Page excerpt ->
'''

Comment 11•11 years ago
|
||
Failed again today, so we'll need to re-run cron_libraries.sh (and fix the permissions if needed). cron_submitter is also failing. I also have cronmail from cron_daily_matviews and cron_bugzilla and cron_daily_adus, so we should see if those have recovered and if not re-run them by hand. Another thrift restart might be in order. (deinspanjer?)
![]() |
||
Comment 12•11 years ago
|
||
https://crash-analysis.mozilla.com/crash_analysis/ is missing the newest rounds of CSV (for yesterday) and correlations (for today) - there are multiple directories missing completely there, btw.
Comment 13•11 years ago
|
||
Laura, was the failure still Thrift timeouts? tmary, could you check whether we can determine any possible underlying cause in the Thrift layer? We might need to step up the plans to try to get some better debugging into the Python Thrift client layer to sort this out.
Comment 14•11 years ago
|
||
(In reply to Robert Kaiser (:kairo@mozilla.com) from comment #12) > https://crash-analysis.mozilla.com/crash_analysis/ is missing the newest > rounds of CSV (for yesterday) and correlations (for today) - there are > multiple directories missing completely there, btw. Is there a separate bug for the daily CSV dump? The status on both correlations and CSV is: * working on backfilling now * watching for any network or thrift problems (still trying to isolate the problem) * adding debugging and backfill support to these jobs Right now these need to be done by hand and it's somewhat laborious.

'''

Data excerpts ->
'''

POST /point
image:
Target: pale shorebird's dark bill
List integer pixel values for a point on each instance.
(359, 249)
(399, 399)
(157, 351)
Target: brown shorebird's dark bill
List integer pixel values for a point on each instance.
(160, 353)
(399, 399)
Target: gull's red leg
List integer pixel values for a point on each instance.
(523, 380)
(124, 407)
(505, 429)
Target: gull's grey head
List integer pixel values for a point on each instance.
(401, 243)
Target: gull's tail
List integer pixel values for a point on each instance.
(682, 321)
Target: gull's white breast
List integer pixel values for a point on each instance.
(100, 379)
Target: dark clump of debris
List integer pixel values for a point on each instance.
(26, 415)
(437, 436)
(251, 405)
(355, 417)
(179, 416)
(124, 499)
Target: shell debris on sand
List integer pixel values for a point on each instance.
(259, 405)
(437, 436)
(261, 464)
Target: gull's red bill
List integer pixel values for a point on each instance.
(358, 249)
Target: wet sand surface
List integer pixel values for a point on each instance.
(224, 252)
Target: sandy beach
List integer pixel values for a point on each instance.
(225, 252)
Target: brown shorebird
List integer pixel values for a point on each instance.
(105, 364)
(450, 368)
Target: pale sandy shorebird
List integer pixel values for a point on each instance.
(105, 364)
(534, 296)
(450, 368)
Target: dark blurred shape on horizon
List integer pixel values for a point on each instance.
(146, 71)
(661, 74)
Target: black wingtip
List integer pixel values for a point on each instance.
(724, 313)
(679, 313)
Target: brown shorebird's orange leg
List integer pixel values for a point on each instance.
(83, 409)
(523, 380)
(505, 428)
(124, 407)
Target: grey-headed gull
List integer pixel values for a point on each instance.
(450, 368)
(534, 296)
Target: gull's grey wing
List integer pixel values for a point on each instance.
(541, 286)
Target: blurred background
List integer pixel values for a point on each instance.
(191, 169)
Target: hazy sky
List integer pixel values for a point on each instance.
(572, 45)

'''
'''

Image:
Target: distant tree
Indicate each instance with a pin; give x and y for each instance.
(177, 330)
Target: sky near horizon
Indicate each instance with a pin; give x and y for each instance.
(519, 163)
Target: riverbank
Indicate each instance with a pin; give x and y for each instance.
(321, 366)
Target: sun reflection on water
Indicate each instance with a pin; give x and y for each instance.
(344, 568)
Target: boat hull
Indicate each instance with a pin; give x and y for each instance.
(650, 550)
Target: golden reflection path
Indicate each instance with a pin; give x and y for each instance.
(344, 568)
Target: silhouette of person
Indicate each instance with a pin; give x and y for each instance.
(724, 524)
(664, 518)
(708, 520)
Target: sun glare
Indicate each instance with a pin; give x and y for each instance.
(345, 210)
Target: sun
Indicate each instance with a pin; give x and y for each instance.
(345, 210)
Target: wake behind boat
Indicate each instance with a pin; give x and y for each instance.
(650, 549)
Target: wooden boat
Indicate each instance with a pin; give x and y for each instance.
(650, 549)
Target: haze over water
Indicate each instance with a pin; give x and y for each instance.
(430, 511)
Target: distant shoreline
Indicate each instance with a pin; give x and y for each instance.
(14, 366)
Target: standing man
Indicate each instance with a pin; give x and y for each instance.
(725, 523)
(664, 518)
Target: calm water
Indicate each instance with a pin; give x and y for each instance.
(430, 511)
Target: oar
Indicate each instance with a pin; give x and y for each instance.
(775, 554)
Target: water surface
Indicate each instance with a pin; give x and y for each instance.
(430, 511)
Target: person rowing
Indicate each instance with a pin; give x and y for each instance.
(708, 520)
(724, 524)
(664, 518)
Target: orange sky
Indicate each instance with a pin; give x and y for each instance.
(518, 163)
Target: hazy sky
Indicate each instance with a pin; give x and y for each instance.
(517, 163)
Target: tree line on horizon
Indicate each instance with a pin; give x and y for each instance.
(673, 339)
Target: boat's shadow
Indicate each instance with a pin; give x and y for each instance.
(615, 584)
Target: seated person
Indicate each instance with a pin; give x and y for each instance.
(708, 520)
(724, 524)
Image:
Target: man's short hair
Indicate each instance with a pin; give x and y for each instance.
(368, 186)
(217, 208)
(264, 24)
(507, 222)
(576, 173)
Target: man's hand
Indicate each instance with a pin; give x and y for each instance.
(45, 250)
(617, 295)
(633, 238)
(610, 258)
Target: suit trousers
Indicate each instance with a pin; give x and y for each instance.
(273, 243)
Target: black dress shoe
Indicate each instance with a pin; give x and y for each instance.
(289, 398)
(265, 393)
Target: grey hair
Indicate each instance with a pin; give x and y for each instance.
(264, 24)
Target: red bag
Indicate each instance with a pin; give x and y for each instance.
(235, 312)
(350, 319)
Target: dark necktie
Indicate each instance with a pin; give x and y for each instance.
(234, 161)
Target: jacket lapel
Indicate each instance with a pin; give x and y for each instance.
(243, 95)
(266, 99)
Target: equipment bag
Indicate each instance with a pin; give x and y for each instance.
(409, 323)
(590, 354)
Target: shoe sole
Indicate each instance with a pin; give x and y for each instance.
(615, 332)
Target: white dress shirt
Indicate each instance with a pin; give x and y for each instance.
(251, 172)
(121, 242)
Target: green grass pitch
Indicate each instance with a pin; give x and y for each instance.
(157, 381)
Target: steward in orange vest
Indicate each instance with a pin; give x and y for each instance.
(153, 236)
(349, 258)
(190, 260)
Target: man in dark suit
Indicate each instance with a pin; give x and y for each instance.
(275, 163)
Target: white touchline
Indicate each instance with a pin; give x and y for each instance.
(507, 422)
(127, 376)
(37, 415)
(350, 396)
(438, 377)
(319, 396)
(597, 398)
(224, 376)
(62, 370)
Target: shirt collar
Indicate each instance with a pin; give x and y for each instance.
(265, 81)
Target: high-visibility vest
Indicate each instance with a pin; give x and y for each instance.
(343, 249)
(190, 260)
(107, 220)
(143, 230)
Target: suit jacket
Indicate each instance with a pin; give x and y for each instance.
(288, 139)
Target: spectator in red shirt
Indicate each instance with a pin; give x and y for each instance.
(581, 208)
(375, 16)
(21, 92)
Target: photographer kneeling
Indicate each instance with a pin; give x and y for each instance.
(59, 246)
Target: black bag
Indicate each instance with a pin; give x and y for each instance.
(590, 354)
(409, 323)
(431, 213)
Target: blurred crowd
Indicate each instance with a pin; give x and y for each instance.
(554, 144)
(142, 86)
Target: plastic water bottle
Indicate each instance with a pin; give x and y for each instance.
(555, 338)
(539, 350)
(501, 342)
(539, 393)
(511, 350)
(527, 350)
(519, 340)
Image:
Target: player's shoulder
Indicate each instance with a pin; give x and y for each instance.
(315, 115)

'''

Your task ->
Answer these questions about the bug thread above:
1. Besides cron_libraries.sh, which cron job does Comment 11 say is also failing?
2. According to Comment 12, what is missing from the crash-analysis page, and for which days?
3. Into which layer does Comment 13 propose adding better debugging?

The response ->
1. cron_submitter
2. The newest rounds of CSV (for yesterday) and correlations (for today) are missing.
3. The Python Thrift client layer